WHAT IS EXPECTED ▸
Give everything from the line containing "Q: Point to the sun reflection" down to the end of the items as a Markdown table with the columns Row and Line. Each line goes in its own numbered row, and blank lines are skipped.

DATA ENTRIES ▸

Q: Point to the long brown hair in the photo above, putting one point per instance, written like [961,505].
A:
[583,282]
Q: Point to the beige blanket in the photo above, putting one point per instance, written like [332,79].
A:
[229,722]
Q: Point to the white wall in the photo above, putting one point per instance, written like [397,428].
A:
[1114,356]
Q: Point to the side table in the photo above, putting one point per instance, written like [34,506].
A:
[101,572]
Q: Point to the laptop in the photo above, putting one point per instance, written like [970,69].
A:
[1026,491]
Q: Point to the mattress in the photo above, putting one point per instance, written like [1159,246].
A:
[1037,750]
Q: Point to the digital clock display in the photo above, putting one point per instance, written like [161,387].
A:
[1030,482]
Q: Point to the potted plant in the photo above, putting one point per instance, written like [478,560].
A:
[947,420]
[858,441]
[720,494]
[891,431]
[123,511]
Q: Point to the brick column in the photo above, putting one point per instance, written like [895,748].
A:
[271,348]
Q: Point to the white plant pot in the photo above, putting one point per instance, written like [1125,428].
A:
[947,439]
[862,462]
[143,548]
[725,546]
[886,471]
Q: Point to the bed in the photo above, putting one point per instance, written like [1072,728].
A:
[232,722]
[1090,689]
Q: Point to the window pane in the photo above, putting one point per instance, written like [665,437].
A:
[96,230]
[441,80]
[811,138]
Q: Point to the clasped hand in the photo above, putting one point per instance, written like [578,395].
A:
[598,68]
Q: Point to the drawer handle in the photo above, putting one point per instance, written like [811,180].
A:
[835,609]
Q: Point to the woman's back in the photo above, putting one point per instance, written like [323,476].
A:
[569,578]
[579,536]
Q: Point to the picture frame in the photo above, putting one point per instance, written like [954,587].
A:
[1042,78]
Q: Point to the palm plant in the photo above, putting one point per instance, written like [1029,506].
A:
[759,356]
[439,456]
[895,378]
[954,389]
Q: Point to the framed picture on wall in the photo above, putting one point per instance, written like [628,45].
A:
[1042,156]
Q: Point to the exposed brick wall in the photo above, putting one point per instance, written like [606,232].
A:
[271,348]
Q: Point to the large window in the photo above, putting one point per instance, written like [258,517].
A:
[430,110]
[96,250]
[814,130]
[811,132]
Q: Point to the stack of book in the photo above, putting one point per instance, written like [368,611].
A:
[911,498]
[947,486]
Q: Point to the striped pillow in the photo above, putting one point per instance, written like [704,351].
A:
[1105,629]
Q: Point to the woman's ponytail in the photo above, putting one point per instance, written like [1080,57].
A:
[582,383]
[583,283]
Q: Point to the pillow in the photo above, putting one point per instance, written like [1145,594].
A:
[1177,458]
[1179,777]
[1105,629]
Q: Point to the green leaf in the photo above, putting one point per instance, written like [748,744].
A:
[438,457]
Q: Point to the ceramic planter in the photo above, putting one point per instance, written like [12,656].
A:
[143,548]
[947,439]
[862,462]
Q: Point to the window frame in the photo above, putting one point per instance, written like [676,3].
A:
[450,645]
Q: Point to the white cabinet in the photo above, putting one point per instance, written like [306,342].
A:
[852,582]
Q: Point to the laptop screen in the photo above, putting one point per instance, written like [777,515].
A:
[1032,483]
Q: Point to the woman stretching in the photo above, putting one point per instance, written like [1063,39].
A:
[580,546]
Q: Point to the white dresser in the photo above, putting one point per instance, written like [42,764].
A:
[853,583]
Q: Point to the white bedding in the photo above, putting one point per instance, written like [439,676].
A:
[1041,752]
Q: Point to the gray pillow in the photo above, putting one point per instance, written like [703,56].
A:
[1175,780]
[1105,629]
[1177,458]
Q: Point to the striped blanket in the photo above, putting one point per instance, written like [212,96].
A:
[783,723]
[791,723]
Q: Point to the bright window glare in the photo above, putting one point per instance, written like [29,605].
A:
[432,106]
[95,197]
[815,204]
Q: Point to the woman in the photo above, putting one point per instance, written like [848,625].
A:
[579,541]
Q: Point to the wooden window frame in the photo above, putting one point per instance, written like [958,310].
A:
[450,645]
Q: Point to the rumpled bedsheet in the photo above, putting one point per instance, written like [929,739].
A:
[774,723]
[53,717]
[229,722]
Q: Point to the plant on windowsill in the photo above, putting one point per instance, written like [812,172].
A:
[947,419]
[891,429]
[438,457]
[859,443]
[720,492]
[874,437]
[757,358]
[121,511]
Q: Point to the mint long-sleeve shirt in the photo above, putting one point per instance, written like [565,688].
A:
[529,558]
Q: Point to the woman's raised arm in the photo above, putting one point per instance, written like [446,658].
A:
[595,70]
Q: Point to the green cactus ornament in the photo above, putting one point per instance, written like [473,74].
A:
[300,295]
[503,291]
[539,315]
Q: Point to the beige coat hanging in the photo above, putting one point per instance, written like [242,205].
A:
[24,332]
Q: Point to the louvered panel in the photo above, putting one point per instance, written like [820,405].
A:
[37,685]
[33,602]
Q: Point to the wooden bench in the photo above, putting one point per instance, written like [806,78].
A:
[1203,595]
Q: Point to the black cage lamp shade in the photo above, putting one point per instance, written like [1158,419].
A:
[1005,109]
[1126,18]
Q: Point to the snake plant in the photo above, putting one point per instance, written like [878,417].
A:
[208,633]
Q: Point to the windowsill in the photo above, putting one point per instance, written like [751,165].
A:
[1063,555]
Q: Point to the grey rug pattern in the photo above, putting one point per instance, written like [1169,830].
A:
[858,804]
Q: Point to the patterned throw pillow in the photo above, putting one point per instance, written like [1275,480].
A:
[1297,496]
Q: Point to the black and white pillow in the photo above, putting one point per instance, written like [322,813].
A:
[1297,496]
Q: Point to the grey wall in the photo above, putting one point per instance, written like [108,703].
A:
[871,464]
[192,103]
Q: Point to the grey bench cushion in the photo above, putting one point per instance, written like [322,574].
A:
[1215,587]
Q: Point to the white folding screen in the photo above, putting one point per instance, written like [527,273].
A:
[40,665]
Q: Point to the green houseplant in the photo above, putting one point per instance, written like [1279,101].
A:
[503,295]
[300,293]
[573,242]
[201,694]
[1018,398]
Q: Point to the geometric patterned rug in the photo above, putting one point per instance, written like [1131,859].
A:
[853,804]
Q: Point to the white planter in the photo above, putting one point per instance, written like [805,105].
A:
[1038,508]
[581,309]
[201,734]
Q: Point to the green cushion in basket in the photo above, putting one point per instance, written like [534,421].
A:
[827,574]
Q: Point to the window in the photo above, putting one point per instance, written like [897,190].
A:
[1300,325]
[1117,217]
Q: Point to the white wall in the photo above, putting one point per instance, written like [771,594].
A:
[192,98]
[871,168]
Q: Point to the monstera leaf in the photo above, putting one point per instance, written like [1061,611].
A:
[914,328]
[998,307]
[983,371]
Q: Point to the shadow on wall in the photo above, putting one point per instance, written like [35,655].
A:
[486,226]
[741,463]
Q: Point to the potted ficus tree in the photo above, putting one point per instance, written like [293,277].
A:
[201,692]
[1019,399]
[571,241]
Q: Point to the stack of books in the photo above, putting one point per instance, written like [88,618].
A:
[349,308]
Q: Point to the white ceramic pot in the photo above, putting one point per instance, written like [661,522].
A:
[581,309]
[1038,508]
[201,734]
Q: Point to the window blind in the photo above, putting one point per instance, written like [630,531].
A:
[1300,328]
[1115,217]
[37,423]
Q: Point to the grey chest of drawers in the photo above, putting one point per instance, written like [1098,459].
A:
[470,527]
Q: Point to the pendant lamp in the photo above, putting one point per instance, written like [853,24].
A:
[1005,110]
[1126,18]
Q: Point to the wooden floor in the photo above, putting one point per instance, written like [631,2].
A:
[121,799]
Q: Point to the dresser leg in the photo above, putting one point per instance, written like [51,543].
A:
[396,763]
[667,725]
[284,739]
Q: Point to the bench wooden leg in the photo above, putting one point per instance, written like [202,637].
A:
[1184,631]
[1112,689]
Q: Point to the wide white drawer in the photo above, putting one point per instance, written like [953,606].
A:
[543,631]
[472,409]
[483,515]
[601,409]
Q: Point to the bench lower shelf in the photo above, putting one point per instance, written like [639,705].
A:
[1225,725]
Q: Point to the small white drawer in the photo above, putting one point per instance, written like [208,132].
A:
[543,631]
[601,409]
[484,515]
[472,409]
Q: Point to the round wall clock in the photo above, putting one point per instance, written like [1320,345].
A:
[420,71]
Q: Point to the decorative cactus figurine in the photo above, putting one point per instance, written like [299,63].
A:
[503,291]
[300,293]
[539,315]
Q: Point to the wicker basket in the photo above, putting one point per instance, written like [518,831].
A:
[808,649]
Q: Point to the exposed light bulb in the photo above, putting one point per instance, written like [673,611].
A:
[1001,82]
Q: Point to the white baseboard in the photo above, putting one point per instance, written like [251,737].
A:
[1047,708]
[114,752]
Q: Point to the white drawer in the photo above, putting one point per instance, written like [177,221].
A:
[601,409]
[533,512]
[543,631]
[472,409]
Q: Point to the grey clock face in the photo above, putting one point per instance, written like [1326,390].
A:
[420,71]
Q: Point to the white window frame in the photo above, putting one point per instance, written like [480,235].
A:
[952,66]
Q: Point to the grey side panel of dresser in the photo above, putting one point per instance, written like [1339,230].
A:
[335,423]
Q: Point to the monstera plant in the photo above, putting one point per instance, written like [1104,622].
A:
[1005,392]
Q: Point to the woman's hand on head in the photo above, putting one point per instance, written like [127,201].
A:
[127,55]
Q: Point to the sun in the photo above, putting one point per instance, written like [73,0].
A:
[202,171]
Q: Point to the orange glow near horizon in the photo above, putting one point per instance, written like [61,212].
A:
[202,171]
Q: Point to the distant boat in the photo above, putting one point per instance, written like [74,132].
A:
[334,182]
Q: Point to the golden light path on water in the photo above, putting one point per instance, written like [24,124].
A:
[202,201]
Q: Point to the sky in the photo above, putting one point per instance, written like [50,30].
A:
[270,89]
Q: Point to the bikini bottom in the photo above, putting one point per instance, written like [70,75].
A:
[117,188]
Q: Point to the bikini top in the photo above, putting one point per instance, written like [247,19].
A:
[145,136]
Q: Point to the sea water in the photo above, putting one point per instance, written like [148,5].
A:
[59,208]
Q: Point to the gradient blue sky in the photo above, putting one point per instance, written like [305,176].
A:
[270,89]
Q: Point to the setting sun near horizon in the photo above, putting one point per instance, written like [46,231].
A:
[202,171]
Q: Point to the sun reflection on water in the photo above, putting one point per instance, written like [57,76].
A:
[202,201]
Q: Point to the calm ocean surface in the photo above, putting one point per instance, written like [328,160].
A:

RESPONSE BELOW ▸
| Row | Line |
|---|---|
| 1 | Q: Point to the sun reflection on water in the photo above, putting one point per instance, written like [57,76]. |
| 2 | A: |
| 3 | [202,201] |
| 4 | Q: Point to the calm ocean surface in the photo above, putting one point per instance, written like [328,160]. |
| 5 | A: |